### Task input ###

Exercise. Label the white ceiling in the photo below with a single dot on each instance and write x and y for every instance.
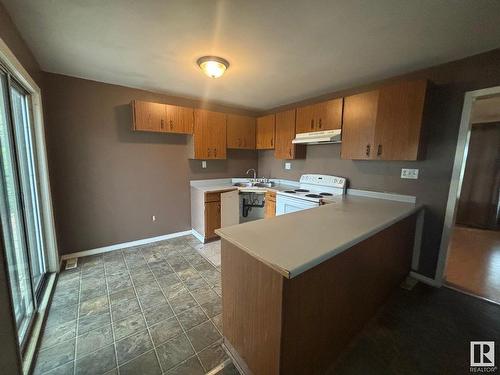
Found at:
(280, 51)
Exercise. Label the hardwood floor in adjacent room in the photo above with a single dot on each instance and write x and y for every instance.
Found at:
(474, 262)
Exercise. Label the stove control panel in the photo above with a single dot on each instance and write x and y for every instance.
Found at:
(322, 179)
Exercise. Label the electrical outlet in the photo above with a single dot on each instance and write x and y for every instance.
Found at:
(411, 174)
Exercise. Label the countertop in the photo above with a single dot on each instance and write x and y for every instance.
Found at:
(229, 186)
(296, 242)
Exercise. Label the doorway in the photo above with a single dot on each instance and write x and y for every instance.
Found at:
(470, 248)
(20, 212)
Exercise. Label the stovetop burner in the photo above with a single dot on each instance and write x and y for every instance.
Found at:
(313, 196)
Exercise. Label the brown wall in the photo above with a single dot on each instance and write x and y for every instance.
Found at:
(108, 181)
(444, 107)
(9, 353)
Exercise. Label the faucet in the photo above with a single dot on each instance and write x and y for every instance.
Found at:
(254, 172)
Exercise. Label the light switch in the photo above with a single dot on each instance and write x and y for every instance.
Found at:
(411, 174)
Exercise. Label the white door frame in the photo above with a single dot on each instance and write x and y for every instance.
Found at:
(458, 174)
(22, 76)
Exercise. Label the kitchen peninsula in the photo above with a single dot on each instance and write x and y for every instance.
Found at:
(298, 287)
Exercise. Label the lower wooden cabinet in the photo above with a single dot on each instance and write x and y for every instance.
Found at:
(270, 206)
(285, 133)
(212, 219)
(213, 210)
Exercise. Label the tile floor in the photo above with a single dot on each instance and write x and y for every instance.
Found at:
(153, 309)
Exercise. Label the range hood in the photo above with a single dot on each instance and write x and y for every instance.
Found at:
(315, 138)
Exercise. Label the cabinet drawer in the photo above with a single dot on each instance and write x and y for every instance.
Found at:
(212, 197)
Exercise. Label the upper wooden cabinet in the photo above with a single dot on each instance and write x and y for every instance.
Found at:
(320, 116)
(179, 119)
(240, 132)
(384, 124)
(209, 135)
(148, 116)
(285, 133)
(265, 132)
(156, 117)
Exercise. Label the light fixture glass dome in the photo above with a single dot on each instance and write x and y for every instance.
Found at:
(213, 66)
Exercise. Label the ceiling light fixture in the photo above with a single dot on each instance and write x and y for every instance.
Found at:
(213, 66)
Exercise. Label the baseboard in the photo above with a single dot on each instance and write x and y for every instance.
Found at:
(425, 279)
(198, 236)
(124, 245)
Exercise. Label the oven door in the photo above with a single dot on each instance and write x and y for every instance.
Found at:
(286, 205)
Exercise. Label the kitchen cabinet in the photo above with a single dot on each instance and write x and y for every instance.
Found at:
(209, 135)
(179, 119)
(213, 210)
(265, 132)
(384, 124)
(270, 206)
(285, 133)
(240, 132)
(148, 116)
(320, 116)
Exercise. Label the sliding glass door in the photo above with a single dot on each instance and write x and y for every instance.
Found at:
(19, 204)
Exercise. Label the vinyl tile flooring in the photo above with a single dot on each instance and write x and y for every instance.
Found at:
(153, 309)
(473, 263)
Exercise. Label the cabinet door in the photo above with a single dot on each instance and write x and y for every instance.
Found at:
(212, 218)
(399, 120)
(265, 132)
(285, 133)
(209, 134)
(358, 129)
(179, 119)
(270, 207)
(230, 208)
(328, 115)
(240, 132)
(305, 119)
(148, 116)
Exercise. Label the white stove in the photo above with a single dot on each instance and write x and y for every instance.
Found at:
(314, 190)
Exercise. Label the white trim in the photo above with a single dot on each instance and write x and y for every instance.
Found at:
(381, 195)
(21, 75)
(198, 236)
(124, 245)
(417, 245)
(457, 175)
(425, 279)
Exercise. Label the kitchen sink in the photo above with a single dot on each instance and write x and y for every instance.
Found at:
(254, 184)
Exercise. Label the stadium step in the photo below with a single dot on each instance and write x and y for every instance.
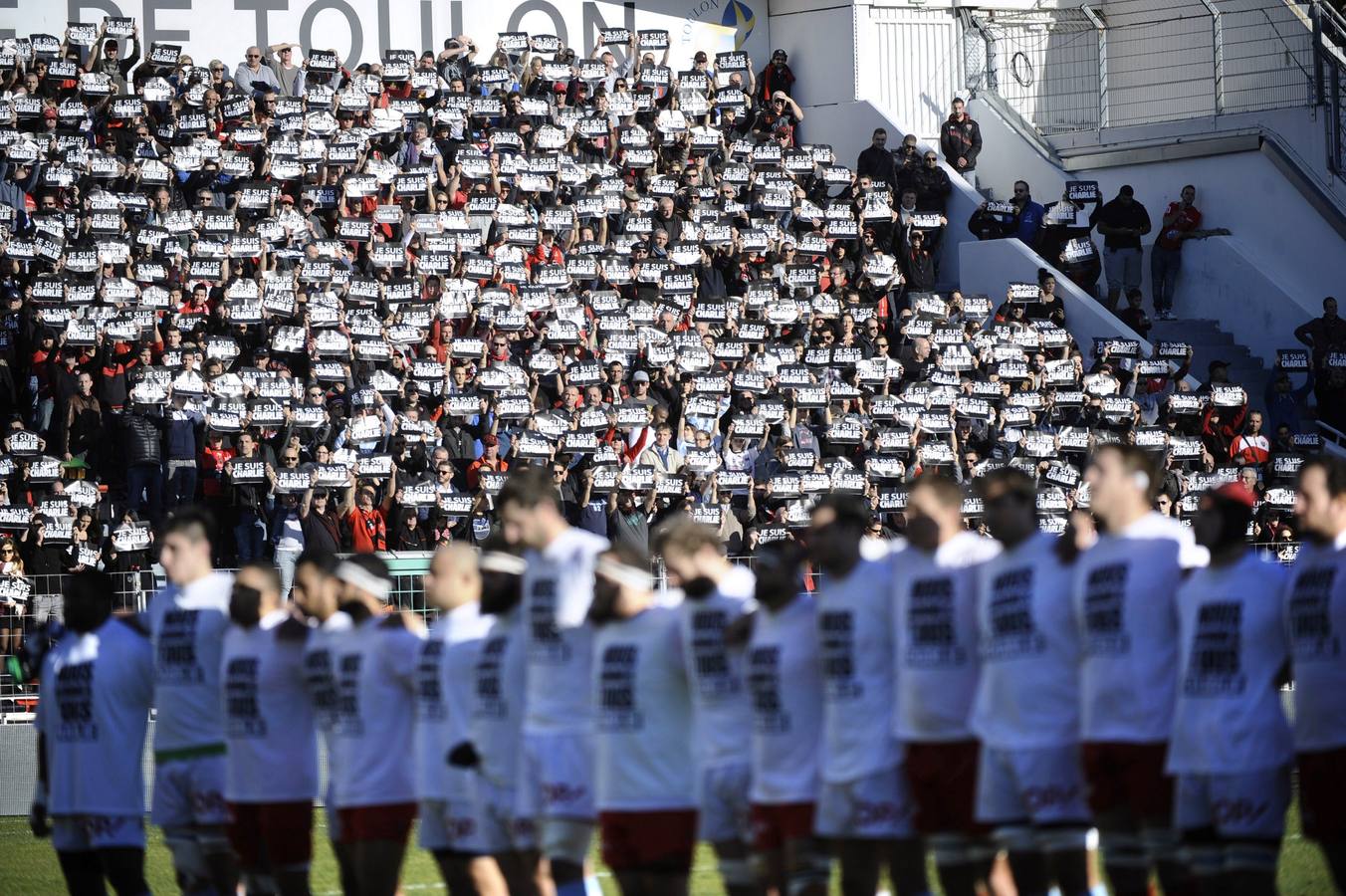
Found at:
(1212, 343)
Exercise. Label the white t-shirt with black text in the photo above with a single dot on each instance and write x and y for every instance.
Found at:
(785, 682)
(96, 696)
(1228, 717)
(1124, 607)
(642, 711)
(1027, 690)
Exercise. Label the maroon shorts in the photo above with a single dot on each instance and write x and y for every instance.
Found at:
(654, 841)
(272, 834)
(365, 823)
(1322, 793)
(1128, 777)
(944, 785)
(777, 823)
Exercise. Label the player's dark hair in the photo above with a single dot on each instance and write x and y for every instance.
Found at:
(320, 559)
(194, 524)
(1136, 460)
(267, 570)
(944, 489)
(530, 487)
(88, 599)
(685, 536)
(1334, 471)
(1009, 481)
(851, 512)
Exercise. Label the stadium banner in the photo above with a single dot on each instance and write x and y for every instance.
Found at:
(366, 30)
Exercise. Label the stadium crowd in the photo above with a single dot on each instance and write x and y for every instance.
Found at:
(346, 311)
(955, 694)
(336, 306)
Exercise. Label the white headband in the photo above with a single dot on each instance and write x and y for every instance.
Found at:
(500, 561)
(365, 580)
(623, 574)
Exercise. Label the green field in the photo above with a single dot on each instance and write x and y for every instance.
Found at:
(29, 866)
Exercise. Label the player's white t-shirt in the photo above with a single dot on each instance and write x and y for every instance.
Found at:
(855, 643)
(642, 712)
(444, 678)
(1228, 717)
(785, 681)
(558, 590)
(498, 699)
(934, 642)
(270, 730)
(187, 627)
(715, 670)
(321, 669)
(1315, 617)
(371, 740)
(1028, 690)
(1123, 593)
(96, 696)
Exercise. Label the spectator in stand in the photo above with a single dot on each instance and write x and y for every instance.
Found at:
(1284, 404)
(1134, 315)
(776, 79)
(1181, 222)
(253, 76)
(876, 160)
(1323, 334)
(1027, 214)
(1250, 447)
(1065, 221)
(290, 77)
(932, 183)
(960, 141)
(1123, 222)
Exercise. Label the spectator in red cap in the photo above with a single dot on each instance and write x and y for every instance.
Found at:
(490, 460)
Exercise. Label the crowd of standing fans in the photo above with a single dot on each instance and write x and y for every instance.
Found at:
(336, 305)
(548, 315)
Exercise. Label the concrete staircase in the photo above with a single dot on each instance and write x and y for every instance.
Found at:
(1212, 343)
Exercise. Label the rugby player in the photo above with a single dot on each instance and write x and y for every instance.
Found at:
(371, 740)
(96, 696)
(557, 770)
(187, 620)
(1123, 593)
(716, 594)
(934, 669)
(1315, 613)
(1029, 782)
(643, 713)
(271, 766)
(785, 684)
(444, 670)
(1231, 744)
(864, 806)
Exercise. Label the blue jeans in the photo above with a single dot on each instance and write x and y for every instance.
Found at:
(182, 483)
(286, 561)
(145, 490)
(1163, 276)
(251, 536)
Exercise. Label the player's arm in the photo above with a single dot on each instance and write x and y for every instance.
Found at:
(38, 811)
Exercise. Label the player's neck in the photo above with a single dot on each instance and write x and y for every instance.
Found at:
(194, 576)
(1127, 517)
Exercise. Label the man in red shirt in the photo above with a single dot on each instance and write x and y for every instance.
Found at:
(1181, 222)
(367, 523)
(490, 460)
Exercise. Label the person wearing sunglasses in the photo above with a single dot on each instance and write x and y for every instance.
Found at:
(252, 76)
(11, 608)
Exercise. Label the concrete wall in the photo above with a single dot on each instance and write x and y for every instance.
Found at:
(990, 267)
(1276, 268)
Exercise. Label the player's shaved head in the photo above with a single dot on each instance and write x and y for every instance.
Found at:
(452, 577)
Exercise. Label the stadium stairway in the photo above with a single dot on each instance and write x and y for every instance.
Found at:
(1212, 343)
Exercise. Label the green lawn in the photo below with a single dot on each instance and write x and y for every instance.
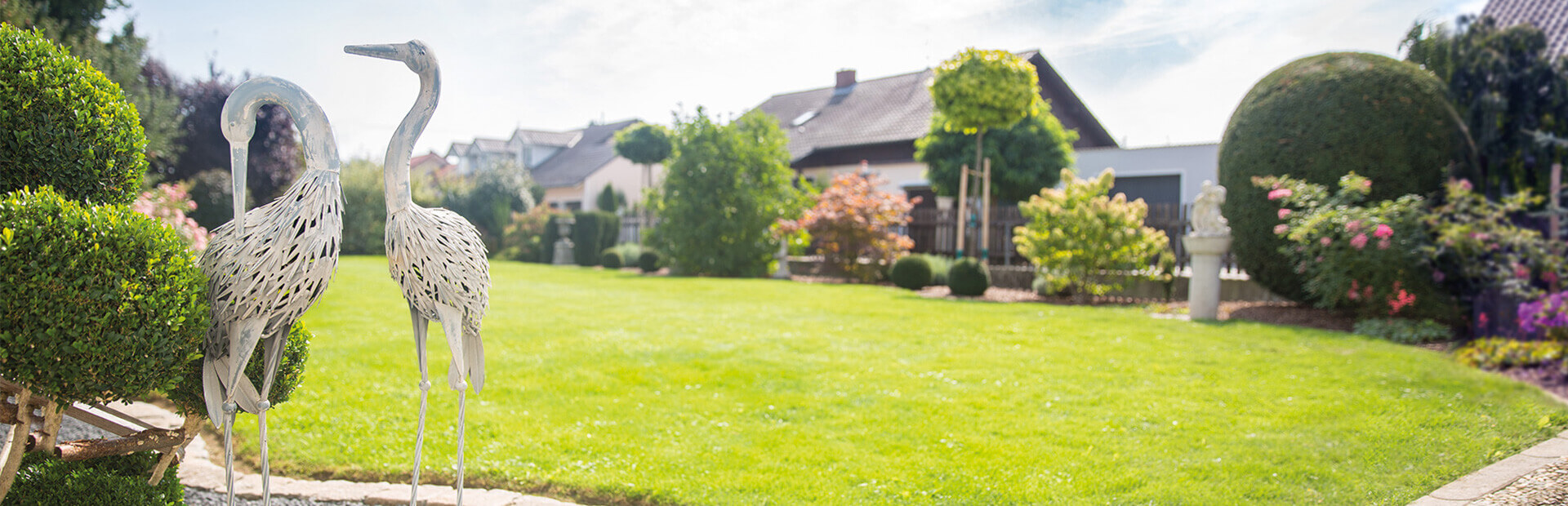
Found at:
(620, 388)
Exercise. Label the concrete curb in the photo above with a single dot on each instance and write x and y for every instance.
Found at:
(198, 470)
(1498, 475)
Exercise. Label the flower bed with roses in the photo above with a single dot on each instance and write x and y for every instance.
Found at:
(1353, 254)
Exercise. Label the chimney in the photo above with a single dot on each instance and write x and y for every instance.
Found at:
(845, 78)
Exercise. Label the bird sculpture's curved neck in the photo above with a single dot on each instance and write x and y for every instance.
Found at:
(399, 193)
(238, 126)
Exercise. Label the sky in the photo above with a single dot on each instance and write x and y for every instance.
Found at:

###

* Aim of the task
Take each line above that contains "tile" and copy it out.

* Finished task
Exercise. Label the tile floor in the photo above with a single dot on each instance and write x and y for every instance.
Exercise. Label the vinyl tile flooring in the photo above with a single dot on each instance and write x and y for every instance.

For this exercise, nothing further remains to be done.